Directive: Write the next part of the passage below about Russia as the Katechon, starting right after its final sentence.

Text block:
St John Chrysostom interprets Paul’s words as a reference to the Emperor and his power that withholds and protects the world from the advent of the Antichrist. In this teaching, the Roman Empire is an antithesis of Anomia [lawlessness] and will exist until the Second Advent, restraining the chaos. … Already during Ivan the Terrible’s reign it was specified that the two enemies of Moscow as the Katechon are the external Antichrist, that is, all lands beyond Muscovy, and the internal Antichrist, which is no less dangerous than the external one. Internal resistance to the State under certain circumstances and especially during unstable periods is now interpreted as an indulgence to the powers of Anomia and chaos. This eschatological view becomes a constant of Russian history and the Russian understanding of the State as the Restrainer.

Engström explains that in Imperial Russia the idea of Katechon eventually came to imply that Russia was the shield which protected Europe from chaos. Thus Pushkin wrote of Russia’s ‘special destiny’, which included saving European civilization from the Mongols. Similarly, Alexander Blok wrote in The Scythians that, ‘We’ve held the shield between two hostile powers – Old Europe and the barbarous Mongol horde.’ Later in time, Russia was the Katechon which saved Europe from Napoleon and Hitler.

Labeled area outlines

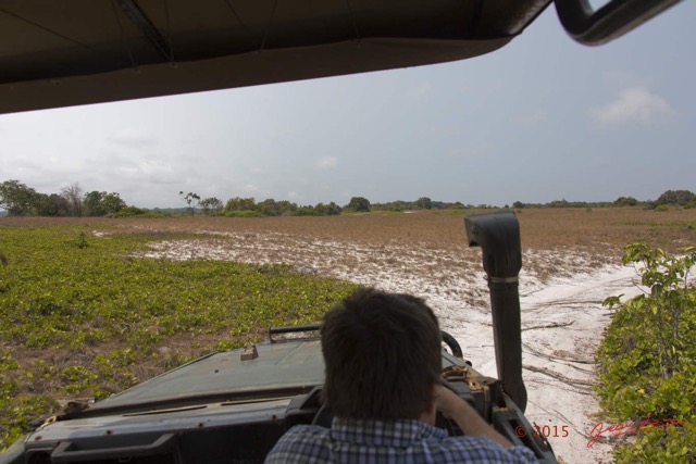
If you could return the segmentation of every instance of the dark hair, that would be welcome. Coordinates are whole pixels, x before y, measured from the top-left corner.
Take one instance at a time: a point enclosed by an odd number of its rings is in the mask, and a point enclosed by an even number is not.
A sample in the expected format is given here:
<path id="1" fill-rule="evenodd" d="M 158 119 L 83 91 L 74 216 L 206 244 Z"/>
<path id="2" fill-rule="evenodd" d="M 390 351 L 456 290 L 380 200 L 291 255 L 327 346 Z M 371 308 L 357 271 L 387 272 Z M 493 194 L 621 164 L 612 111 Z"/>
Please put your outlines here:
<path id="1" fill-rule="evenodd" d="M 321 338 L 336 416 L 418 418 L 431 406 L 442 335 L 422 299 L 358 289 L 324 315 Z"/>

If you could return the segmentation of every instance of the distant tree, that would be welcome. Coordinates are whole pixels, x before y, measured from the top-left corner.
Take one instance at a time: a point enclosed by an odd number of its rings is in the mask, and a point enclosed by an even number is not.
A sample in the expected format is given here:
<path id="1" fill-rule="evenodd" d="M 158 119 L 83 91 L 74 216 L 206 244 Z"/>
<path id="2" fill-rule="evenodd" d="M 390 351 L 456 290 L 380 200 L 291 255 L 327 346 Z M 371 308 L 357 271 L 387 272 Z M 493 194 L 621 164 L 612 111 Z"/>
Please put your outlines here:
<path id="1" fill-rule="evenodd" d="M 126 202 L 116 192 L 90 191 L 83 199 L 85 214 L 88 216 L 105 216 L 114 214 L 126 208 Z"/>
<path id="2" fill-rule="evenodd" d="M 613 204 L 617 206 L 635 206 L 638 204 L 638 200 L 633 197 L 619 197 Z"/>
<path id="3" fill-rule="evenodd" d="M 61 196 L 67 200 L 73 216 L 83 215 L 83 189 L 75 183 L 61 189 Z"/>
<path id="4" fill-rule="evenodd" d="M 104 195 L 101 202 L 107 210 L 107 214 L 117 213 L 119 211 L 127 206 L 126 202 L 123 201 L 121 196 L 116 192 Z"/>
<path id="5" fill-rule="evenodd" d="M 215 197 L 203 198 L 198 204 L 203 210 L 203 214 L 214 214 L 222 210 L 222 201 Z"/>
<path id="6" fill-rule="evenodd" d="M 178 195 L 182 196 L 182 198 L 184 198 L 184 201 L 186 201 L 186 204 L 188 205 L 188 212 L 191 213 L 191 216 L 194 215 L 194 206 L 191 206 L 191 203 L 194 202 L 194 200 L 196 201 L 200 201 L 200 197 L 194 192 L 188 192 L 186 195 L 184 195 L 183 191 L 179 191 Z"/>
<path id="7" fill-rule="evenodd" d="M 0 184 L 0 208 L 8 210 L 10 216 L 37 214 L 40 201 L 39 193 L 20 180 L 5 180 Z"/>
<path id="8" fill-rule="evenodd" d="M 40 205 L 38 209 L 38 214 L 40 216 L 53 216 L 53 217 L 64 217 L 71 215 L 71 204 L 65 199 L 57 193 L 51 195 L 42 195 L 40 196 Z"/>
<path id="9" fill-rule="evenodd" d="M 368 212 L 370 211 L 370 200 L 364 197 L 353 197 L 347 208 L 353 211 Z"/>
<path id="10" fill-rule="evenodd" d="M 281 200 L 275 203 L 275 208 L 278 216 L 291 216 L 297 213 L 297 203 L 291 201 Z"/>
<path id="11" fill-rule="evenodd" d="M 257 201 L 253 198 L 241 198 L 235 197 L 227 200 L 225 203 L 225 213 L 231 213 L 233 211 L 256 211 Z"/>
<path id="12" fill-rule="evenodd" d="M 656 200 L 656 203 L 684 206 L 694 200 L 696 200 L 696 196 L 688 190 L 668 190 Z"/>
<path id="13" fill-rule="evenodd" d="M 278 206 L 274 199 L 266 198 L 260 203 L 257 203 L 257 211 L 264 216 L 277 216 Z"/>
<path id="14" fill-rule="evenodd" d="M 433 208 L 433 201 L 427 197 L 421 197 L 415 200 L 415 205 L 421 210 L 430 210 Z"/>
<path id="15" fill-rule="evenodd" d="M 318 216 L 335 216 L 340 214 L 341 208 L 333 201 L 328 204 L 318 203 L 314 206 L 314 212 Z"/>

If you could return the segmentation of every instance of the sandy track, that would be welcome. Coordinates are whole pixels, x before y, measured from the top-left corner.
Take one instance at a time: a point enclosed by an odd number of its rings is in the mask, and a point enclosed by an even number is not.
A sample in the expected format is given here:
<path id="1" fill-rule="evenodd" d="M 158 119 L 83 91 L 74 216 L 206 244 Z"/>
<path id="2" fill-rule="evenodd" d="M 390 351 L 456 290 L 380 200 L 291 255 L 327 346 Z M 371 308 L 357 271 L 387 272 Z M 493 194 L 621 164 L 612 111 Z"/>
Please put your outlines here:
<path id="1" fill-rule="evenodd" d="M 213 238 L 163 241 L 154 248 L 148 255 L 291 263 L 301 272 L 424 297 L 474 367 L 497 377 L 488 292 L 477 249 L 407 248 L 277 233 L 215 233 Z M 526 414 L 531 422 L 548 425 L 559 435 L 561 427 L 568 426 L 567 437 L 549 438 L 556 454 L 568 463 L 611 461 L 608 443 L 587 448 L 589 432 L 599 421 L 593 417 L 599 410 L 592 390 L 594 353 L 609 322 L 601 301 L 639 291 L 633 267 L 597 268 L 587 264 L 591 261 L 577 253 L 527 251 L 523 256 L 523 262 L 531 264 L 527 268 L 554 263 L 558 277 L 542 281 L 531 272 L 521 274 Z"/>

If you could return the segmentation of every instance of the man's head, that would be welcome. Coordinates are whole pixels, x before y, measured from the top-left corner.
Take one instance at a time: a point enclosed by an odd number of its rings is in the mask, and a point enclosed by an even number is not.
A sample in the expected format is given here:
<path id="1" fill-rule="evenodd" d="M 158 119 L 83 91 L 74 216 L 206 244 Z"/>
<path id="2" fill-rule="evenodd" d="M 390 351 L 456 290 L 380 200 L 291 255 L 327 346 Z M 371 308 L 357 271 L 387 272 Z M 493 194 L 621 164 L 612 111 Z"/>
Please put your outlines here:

Output of the task:
According to Engström, while the general concept is an old one, the use of the actual word Katechon in Russia is very new. The word entered Russian political philosophy following the translation into Russian in the 1990s of the work of controversial German jurist Carl Schmitt (1888-1985). In the process, it has undergone an evolution. In addition to the idea of defending Europe militarily, it has now acquired a spiritual sense – that of Russia being Europe’s ideological shield, defending against the influence of liberal Western values. The West, says Engström, is:

described in terms of Anomia (relegation of Christian values, forcing the majority to adopt the opinions of the minority, destabilization, and chaos). The rhetoric of spiritual mobilization, of Russia’s responsibility for the fate of the world, and of the ‘burden of the Russian people’ is becoming dominant once again as it was many times before during tragic periods in Russian history. … The new conservative doctrine is very anti-Western, but it is not a denial of Russia’s European identity; rather it is an argument for Russia’s true European Christian identity that got lost in the bureaucratic body of the European Union.

Some Russians go on to conclude that their country can only fulfil its messianic role as Katechon by propagating an alternative ideology to that of the decadent liberal West. The Russian constitution’s prohibition against an official ideology is thus mistaken and should be repealed.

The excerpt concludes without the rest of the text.